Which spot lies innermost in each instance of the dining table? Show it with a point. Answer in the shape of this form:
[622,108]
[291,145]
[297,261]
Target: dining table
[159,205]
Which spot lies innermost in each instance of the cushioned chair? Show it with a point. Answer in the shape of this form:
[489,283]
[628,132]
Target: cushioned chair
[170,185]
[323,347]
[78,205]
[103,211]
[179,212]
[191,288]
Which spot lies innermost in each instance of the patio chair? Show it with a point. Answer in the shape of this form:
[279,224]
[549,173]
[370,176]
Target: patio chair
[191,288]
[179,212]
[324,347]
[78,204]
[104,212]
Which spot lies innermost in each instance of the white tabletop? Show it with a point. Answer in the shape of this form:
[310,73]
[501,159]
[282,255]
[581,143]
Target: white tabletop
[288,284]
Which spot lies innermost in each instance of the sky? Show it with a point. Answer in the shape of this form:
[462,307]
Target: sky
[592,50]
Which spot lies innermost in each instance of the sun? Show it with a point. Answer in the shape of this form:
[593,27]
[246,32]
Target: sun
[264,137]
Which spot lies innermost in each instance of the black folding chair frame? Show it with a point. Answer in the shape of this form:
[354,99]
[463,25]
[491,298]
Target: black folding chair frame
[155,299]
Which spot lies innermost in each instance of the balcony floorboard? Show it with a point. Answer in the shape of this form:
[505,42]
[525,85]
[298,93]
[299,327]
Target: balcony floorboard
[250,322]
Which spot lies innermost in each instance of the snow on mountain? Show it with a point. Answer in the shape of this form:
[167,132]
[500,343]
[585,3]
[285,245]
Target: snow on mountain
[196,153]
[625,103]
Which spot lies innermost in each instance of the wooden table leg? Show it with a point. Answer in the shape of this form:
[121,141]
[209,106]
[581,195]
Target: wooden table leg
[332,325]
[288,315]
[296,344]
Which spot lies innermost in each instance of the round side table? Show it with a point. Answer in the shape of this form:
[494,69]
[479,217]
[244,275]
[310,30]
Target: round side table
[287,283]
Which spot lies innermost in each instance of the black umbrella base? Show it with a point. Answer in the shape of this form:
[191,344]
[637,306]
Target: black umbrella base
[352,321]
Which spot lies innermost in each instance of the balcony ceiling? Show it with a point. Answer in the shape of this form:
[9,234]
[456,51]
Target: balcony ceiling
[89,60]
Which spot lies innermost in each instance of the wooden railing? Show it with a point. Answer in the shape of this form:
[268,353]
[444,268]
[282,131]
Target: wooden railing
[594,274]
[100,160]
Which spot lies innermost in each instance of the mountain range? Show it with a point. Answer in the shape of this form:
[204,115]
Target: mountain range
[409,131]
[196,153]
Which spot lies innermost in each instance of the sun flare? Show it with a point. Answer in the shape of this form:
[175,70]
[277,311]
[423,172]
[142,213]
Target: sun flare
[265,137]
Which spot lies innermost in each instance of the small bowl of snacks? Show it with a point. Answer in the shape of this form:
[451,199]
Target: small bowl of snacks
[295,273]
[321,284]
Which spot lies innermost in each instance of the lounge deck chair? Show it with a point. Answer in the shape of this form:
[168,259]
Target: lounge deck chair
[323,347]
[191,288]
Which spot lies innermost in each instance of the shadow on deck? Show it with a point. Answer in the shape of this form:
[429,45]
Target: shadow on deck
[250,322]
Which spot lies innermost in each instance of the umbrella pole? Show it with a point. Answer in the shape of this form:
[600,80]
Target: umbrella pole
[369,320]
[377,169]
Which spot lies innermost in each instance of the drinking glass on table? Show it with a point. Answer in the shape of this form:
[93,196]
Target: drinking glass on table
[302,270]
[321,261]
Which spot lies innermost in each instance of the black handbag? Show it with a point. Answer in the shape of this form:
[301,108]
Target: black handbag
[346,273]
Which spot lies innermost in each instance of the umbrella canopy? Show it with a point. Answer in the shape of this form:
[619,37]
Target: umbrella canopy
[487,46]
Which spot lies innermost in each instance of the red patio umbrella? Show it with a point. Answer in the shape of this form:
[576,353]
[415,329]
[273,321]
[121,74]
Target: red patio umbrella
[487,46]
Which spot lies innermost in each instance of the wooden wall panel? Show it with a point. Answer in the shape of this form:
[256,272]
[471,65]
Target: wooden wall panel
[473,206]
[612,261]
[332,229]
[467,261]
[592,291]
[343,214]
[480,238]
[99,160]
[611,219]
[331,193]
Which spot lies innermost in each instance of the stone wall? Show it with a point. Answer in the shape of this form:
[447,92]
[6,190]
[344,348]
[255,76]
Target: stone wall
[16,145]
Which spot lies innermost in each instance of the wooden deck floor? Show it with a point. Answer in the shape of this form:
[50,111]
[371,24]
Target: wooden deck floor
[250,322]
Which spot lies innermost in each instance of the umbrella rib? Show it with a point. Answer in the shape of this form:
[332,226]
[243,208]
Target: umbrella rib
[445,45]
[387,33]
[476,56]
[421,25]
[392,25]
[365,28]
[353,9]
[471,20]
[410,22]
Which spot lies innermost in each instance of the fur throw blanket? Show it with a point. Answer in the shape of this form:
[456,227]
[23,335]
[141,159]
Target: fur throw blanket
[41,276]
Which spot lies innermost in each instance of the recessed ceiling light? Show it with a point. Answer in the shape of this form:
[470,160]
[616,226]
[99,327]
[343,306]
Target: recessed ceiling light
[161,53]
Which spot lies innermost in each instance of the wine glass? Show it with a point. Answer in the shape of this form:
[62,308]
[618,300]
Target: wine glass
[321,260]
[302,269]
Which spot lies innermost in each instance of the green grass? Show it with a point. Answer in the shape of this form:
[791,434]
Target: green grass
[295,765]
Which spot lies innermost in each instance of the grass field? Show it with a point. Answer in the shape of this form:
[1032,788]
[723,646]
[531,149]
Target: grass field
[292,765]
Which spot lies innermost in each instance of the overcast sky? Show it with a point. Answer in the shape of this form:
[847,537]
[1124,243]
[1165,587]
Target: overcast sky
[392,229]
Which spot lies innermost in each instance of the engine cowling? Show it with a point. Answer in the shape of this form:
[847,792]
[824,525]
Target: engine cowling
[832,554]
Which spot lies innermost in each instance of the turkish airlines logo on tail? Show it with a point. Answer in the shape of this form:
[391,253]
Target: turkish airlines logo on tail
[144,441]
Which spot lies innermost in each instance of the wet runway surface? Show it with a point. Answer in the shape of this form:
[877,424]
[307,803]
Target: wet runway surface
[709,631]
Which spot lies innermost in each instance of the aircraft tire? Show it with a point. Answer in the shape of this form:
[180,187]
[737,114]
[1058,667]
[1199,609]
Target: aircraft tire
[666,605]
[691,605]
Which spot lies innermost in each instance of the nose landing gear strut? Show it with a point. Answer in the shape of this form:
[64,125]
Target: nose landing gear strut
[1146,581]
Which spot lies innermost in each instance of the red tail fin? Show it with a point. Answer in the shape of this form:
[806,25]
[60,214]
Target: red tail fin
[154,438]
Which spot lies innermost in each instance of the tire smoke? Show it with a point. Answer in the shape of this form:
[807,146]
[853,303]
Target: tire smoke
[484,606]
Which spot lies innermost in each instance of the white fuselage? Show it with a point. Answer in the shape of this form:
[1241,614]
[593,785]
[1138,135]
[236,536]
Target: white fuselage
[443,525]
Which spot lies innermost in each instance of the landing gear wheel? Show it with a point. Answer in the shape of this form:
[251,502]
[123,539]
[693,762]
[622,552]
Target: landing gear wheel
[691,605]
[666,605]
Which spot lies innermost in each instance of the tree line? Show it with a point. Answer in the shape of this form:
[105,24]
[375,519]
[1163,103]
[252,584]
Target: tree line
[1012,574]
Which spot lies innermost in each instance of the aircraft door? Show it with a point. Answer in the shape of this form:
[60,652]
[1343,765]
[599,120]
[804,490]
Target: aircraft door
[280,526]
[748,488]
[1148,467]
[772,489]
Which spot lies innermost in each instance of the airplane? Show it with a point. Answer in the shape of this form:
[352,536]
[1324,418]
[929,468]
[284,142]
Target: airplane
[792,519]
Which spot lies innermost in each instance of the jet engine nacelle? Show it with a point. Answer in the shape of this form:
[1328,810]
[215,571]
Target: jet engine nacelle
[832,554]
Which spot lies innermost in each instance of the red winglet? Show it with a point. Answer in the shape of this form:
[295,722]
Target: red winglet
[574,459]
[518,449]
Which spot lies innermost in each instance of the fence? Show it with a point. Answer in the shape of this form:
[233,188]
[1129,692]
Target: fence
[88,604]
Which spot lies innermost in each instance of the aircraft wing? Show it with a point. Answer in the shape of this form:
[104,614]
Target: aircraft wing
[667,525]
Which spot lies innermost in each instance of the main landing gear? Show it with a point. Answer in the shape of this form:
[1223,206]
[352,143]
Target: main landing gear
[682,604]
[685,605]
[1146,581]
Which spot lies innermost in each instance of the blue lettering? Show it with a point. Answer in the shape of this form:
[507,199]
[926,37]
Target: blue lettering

━━━━━━

- **Work required**:
Rewrite the material from the line with "Which spot lies innermost in each instance of the fence?" through its end, putting "airplane wing" wherever "aircraft wing" appears and leaving everything else untouched.

- **In response**:
Which spot lies innermost in each instance of the fence? Show it with a point. Answer in the shape of this form:
[233,188]
[1129,692]
Target: fence
[88,604]
Which spot lies innermost in each instance of the airplane wing? Show it with a point. Answer in the shape of this form:
[104,614]
Target: airplane wing
[667,525]
Which spot lies innermost in each instance of the main landing gear? Show it with a point. Answer in the shape of this form:
[1223,206]
[352,143]
Target: main landing gear
[682,604]
[685,605]
[1146,581]
Which spot lies innermost in each instance of the blue lettering? Show it with a point. Answer in the shape of this form:
[507,199]
[926,37]
Target: blue lettering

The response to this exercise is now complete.